SELECTED EXTRACT:

Such is the volatile and ever-changing nature of the coronavirus pandemic, you can pick the phone up to someone and find that things have moved on by the time you put it back down again.

This is the world many have to live in now and it certainly applies to sporting clubs, such as those non-league concerns wondering when they will play again, and how they will be affected in the meantime.

Those running clubs are caught somewhere between fearing the worst, hoping for the best and, frankly, not knowing. “It’s very much up in the air at the moment,” said Penrith AFC’s long-serving chairman Brian “Billy” Williams when we spoke this week.

This was before football’s big cheeses sat around tables, or dialled in on conference calls. What happens at the top filters down and in the Northern League the concerns are, naturally, acute.

It has been widely argued that clubs at this sort of level will need help from the game’s richest to survive the suspension of games. Williams said: “Clubs have needed help at a certain level for a long time. This will probably be the death knell for some, I would think – those that have been struggling anyway.

“It’s going to be difficult. We have to wait and see what happens, because it changes day by day. We’re in the hands of what the FA says, and what direction the hierarchy in our particular league say we have to go in.”

Penrith, the same as most at their level, must live close to the line routinely. When the campaign was halted they were 19th in Northern League Division One, a point off the bottom, a team managed by Dave Hewson trying to find its way out of already tough times.

There is not much that Williams, as player, manager and chairman, has not seen at the club, whether at its old Southend Road home or now at Frenchfield Park. The implications of Covid-19 are, though, new and have entailed meetings behind the scenes to try to figure out the immediate way forward.

“In one respect,” he said, “our players are non-contract players, so it doesn’t affect us financially in that way. But what it does do is throw the whole season up in the air in terms of exactly where we are.

RECORDS PROVIDED:
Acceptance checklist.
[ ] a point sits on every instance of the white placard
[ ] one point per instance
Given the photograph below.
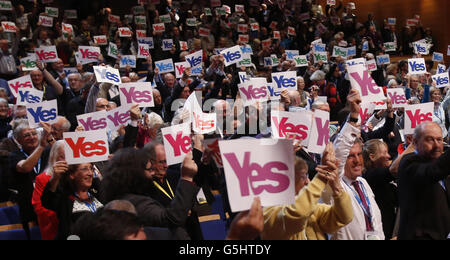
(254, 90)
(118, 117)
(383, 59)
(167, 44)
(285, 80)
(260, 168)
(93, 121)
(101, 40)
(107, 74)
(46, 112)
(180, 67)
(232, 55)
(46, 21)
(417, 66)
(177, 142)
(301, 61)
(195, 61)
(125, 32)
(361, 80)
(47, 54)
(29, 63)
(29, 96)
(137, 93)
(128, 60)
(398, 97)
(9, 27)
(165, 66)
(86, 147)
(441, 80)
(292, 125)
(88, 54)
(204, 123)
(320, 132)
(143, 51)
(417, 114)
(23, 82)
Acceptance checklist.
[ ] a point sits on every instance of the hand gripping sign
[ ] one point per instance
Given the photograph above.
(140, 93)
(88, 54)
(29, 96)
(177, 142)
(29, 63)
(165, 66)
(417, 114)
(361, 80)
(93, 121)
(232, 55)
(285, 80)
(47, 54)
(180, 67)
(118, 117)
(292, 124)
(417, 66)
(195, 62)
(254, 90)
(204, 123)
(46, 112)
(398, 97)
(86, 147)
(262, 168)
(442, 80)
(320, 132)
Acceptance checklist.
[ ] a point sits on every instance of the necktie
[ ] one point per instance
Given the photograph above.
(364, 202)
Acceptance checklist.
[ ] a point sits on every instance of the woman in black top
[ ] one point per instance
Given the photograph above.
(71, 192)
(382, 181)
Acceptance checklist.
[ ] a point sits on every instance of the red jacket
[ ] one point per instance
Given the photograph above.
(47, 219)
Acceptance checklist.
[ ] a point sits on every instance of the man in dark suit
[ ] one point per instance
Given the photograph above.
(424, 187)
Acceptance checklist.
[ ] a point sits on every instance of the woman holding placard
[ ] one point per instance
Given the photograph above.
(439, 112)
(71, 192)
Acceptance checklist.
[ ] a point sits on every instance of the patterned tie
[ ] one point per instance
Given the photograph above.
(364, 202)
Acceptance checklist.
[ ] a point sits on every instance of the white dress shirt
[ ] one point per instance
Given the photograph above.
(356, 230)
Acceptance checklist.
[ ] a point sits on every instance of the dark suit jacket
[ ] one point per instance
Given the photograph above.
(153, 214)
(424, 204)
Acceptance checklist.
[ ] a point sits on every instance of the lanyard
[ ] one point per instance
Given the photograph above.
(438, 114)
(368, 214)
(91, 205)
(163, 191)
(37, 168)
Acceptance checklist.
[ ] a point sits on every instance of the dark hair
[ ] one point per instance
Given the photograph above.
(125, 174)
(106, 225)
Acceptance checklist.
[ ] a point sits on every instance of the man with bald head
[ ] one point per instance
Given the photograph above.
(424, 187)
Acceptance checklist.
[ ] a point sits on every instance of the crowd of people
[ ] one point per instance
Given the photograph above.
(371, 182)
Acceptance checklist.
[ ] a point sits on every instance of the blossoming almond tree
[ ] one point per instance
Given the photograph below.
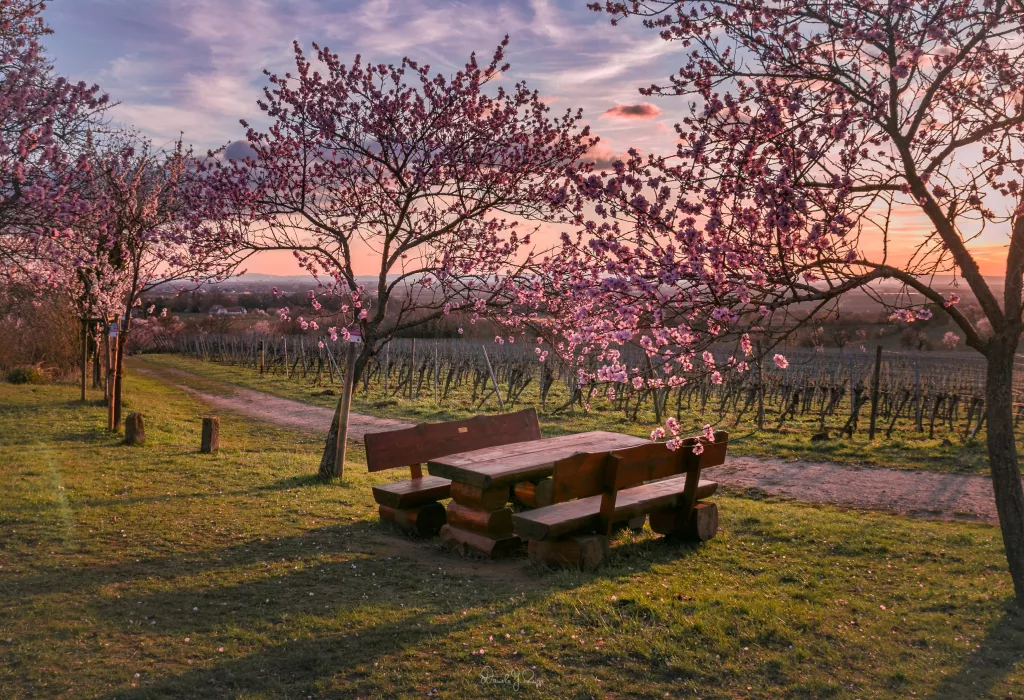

WORK REQUIRED: Continue the article about Penrith AFC and the coronavirus pandemic, starting right after its final sentence.

RESULT FOR THIS EXERCISE:
“We’ve still got nine league games to play, and our [Cumberland Cup semi-final] against Cleator Moor Celtic had to be knocked on the head on Tuesday." The night before, it was confirmed at the club that training, in line with the Government's advice on "social contact", would have to be postponed. “All clubs will be in the same situation," Williams said.

Much is heard about the professional game, and how lower-league clubs like Carlisle United have to try to get by. Those further down the pyramid, who depend on the support of their respective communities, must also face up to this strange present and future.

“It’s very difficult,” Williams added, “because we have games sponsored, and when games are off it means no finance coming into the club, yet you’ve still got the same expense regarding running the facility and keeping it going.

“We don’t know whether the season, if it resumes, can be condensed into two to three weeks, which would mean playing three or four times a week.

“We are suspended now until April 3, but by then it [the virus] could be at its peak, so I think it will take much longer than that. Our season was due to end on April 18, so I can see them having to extend the end of the season. Whether that will help is another thing.”

Williams and his colleagues met on Monday to look at the financial picture. “It’s a case of sitting down to see where we are financially, and try and forecast where we’re going to be. But you can hardly forecast 10 minutes in front of you at the minute.”

There are other frustrations which, Williams conceded, must appear like “small fry” to many, but which are part of the picture of steering a non-league club.

“This season’s been particularly difficult,” he said. “There’s been a fixtures situation in the Northern League which has been ridiculous. Of our last 10 games, we’ve had two at home, and that has a dramatic effect on our cashflow. There’s no consistency to what’s going on.”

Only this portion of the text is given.